Provided text =

(begin)

By claims
- from a local file
cat entities.json | wikibase-dump-filter --claim P31:Q5 > humans.ndjson
cat entities.json | wikibase-dump-filter --claim P18 > entities_with_an_image.ndjson
cat entities.json | wikibase-dump-filter --claim P31:Q5,Q6256 > humans_and_countries.ndjson
this command filters entities_dump.json
into a subset where all lines are the json with an entity having Q5 in it's P31 claims
(where ndjson stands for newline-delimited json)
- directly from a Wikidata dump
curl https://dumps.wikimedia.org/wikidatawiki/entities/latest-all.json.bz2 | bzcat | wikibase-dump-filter --claim P31:Q5 > humans.ndjson
this can be quite convinient when you don't have enough space to keep the whole decompressed dump on your disk: here you only write the desired subset.
Of course, this probably only make sense if the kind of entities you are looking for is somewhere above 2 000 000 units(?), given that under this level, it would probably be faster/more efficient to get the list of ids from your Wikibase Query Service (see Wikidata Query Service), then get the entities data from the API (which could easily be done using wikibase-cli wb data
).

(end)

What you are asked to do = Copy out the wikibase-dump-filter text above in full, word for word, with nothing changed.

Material supplied =
(begin)

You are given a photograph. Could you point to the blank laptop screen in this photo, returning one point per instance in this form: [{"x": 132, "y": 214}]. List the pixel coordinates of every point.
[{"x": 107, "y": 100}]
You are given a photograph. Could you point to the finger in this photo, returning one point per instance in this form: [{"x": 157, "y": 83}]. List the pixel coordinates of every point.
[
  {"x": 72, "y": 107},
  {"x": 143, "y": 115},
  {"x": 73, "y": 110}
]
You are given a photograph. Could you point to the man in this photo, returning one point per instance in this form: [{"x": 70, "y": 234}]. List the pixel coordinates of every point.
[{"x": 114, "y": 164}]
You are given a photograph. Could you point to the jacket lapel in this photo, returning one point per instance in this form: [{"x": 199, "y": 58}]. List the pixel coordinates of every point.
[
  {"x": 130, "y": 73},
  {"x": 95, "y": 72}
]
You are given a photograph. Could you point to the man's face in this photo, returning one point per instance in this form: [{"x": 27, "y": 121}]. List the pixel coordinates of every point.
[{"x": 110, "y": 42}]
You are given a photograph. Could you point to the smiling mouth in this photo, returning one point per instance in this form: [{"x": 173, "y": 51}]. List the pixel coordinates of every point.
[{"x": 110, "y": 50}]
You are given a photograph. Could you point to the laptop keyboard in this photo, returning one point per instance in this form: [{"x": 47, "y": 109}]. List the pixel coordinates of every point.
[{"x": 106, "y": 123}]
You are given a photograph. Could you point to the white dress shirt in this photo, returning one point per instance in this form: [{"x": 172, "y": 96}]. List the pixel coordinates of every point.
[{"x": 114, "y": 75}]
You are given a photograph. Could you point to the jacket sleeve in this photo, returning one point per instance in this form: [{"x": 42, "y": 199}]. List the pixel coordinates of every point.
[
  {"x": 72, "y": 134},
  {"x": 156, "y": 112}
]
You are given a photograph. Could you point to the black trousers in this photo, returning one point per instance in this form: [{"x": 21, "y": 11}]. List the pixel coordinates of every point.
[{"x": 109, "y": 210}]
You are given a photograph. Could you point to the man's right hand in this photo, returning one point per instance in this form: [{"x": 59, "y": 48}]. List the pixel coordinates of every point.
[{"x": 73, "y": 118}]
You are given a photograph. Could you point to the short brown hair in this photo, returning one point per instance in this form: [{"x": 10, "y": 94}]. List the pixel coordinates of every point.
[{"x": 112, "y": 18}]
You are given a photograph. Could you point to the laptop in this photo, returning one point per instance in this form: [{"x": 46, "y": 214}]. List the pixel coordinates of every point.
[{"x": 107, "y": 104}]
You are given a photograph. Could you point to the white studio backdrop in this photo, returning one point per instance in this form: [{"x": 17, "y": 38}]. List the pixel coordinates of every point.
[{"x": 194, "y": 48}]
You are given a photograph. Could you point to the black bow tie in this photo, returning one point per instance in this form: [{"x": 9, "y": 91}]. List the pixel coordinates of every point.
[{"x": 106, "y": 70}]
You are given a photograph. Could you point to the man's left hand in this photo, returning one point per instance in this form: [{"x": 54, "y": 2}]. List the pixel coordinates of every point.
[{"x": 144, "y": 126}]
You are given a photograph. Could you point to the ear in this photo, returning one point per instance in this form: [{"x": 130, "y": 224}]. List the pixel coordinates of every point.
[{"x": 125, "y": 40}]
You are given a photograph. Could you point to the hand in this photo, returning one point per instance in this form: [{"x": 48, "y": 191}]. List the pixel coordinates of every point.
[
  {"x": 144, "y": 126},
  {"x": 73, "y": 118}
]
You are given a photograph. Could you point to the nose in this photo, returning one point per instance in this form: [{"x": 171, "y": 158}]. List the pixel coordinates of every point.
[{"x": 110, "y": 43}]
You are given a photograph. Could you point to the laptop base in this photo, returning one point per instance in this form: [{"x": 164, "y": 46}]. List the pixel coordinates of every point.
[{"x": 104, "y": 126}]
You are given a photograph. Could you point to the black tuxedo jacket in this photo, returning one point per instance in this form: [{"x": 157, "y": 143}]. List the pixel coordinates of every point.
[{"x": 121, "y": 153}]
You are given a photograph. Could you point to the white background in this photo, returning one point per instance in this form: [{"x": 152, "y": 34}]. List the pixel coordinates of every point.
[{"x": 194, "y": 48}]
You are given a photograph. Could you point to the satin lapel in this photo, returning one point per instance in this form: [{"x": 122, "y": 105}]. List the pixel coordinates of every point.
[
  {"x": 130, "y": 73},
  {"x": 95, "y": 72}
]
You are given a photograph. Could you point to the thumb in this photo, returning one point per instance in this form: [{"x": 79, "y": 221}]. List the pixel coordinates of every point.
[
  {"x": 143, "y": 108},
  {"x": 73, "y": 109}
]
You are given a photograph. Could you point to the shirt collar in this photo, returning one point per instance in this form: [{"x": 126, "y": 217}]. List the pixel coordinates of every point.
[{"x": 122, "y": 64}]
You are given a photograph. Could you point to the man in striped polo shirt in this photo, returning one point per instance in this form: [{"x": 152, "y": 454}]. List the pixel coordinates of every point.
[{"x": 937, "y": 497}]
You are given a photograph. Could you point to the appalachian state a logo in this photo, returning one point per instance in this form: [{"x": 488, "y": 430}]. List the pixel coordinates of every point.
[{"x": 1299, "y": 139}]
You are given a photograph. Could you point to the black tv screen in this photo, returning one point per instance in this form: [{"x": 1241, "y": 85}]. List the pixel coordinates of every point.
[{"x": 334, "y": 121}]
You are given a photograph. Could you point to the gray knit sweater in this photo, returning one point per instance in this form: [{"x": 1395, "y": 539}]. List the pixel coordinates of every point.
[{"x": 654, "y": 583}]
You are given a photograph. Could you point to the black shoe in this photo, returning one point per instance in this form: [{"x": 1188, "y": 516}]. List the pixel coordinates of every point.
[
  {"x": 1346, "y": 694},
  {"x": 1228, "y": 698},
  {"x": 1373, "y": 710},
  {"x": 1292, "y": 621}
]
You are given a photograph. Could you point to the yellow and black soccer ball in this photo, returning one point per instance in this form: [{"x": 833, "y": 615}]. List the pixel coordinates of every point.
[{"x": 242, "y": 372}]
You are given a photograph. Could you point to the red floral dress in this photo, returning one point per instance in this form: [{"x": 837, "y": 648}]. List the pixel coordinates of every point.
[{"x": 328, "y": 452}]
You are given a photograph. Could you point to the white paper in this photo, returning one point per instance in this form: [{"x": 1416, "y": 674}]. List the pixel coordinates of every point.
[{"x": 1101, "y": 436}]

(end)

Written solution =
By claims
- from a local file
cat entities.json | wikibase-dump-filter --claim P31:Q5 > humans.ndjson
cat entities.json | wikibase-dump-filter --claim P18 > entities_with_an_image.ndjson
cat entities.json | wikibase-dump-filter --claim P31:Q5,Q6256 > humans_and_countries.ndjson
this command filters entities_dump.json
into a subset where all lines are the json with an entity having Q5 in it's P31 claims
(where ndjson stands for newline-delimited json)
- directly from a Wikidata dump
curl https://dumps.wikimedia.org/wikidatawiki/entities/latest-all.json.bz2 | bzcat | wikibase-dump-filter --claim P31:Q5 > humans.ndjson
this can be quite convinient when you don't have enough space to keep the whole decompressed dump on your disk: here you only write the desired subset.
Of course, this probably only make sense if the kind of entities you are looking for is somewhere above 2 000 000 units(?), given that under this level, it would probably be faster/more efficient to get the list of ids from your Wikibase Query Service (see Wikidata Query Service), then get the entities data from the API (which could easily be done using wikibase-cli wb data
).